▶ [Records from a dataset]
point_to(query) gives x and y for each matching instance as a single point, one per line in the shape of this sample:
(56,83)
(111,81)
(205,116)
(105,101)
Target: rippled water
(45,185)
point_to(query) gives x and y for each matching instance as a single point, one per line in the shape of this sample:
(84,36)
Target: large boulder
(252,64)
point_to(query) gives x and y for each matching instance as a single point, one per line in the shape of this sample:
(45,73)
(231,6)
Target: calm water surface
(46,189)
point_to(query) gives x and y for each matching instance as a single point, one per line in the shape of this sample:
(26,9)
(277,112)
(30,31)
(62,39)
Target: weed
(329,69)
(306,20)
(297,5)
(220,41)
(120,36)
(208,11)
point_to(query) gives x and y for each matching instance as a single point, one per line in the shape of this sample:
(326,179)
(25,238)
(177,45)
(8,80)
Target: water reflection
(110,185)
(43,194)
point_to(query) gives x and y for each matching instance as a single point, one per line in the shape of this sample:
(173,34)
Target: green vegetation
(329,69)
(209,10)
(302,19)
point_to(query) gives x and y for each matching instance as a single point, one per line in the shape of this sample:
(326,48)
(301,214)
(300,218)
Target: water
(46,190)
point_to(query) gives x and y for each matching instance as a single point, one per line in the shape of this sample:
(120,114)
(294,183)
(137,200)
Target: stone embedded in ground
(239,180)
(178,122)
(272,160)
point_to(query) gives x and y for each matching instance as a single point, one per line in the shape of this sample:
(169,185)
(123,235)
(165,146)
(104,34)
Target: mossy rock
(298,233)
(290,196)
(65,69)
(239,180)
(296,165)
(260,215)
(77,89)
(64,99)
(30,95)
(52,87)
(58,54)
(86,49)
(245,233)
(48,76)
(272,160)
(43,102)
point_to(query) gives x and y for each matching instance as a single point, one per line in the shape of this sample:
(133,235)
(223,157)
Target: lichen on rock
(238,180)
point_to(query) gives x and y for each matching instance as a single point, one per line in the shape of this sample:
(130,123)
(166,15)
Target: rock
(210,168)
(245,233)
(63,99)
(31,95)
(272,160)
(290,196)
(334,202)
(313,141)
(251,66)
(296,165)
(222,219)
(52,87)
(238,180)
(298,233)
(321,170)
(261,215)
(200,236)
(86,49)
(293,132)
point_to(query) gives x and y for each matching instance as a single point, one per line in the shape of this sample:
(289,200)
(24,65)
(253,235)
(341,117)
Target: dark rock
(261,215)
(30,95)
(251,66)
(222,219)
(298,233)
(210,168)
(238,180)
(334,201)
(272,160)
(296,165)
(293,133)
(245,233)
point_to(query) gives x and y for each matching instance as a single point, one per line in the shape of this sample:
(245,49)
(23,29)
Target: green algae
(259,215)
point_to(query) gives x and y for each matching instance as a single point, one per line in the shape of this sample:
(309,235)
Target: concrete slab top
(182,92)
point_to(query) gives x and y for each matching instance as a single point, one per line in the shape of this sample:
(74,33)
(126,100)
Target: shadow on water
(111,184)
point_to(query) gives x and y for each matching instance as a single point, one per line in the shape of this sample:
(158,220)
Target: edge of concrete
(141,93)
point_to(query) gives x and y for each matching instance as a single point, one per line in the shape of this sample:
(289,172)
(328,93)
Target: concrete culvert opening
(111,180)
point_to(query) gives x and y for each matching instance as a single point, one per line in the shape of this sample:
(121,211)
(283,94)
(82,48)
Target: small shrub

▶ [To do] Every record listed above should be reproduced exactly.

▶ [Solution to this exercise]
point_to(query) gives x and y for each matching instance as a single point, one per line in the shape of this sample:
(56,83)
(111,81)
(205,116)
(105,101)
Target: rippled water
(45,185)
point_to(query) gives x and y for each matching instance as a single point, one per line in the shape of this sample:
(84,36)
Target: large boulder
(252,64)
point_to(query) gives x and y for each matching instance as a single point, one per line in the shape of this sample:
(45,73)
(231,6)
Target: calm water surface
(46,189)
point_to(query) gives x and y for each matching instance as a single point, one per line in the shape of this sample:
(26,9)
(277,112)
(30,31)
(62,39)
Target: weed
(329,69)
(306,20)
(297,5)
(220,41)
(120,36)
(208,11)
point_to(query) gives x and y for each matching instance as a single point, one per line in the shape of this sample:
(326,179)
(25,238)
(177,45)
(8,80)
Target: water reflection
(110,185)
(43,194)
point_to(query) gives x and y for each matching instance as a single point, one per line in the shape of this sample:
(173,34)
Target: green vegetation
(329,69)
(209,10)
(302,19)
point_to(query) gives x and y for each matching instance as a single point, one per line in the shape of this sample:
(326,48)
(301,214)
(300,218)
Target: water
(46,190)
point_to(query) gives x and y for each matching instance as a single point, one per line in the shape of this sample:
(120,114)
(294,183)
(137,200)
Target: stone embedded in ground
(239,180)
(178,122)
(272,160)
point_to(query) gives x and y for each matching instance as a single point, one per line in the shape of this sample:
(169,185)
(123,235)
(165,146)
(104,34)
Target: mossy rock
(298,233)
(290,196)
(65,69)
(239,180)
(296,165)
(260,215)
(77,89)
(64,99)
(30,95)
(52,87)
(58,54)
(86,49)
(245,233)
(48,76)
(272,160)
(43,102)
point_to(query) gives x and y for each matching instance as a single point, one per line in the shape of this sample:
(133,235)
(223,157)
Target: lichen on rock
(238,180)
point_to(query) gives x and y for each matching instance as a single point, one per line in the shape of this sample:
(130,123)
(166,15)
Target: rock
(210,168)
(245,233)
(63,99)
(31,95)
(272,160)
(290,196)
(334,202)
(313,141)
(251,66)
(296,165)
(222,219)
(52,87)
(238,180)
(298,233)
(321,170)
(261,215)
(200,236)
(86,49)
(293,132)
point_to(query) gives x and y for each matching instance as a single point, one per line in the shape of this sample:
(289,200)
(24,65)
(253,235)
(341,117)
Target: dark rock
(261,215)
(30,95)
(251,66)
(222,219)
(298,233)
(210,168)
(238,180)
(334,201)
(272,160)
(296,165)
(293,133)
(245,233)
point_to(query) gives x and y for each matching instance as a single point, one per line in the shape of this sample:
(245,49)
(23,29)
Target: green algae
(259,215)
point_to(query) gives x and y for each matching instance as a single point, one per line in the shape of this sample:
(309,235)
Target: concrete slab top
(182,92)
point_to(query) gives x and y for each matching instance as a single point, one per line in the shape of this sample:
(74,33)
(126,100)
Target: shadow on water
(111,184)
point_to(query) gives x and y for each matching instance as a single point, one per line in the shape of this sample:
(158,220)
Target: edge of concrete
(141,93)
point_to(query) gives x and y for each matching instance as a single point, one per line in the shape of this sample:
(289,172)
(328,93)
Target: concrete culvert opening
(111,180)
point_to(query) gives x and y for each matching instance as a single point, one per line in the shape of this sample:
(121,211)
(283,94)
(82,48)
Target: small shrub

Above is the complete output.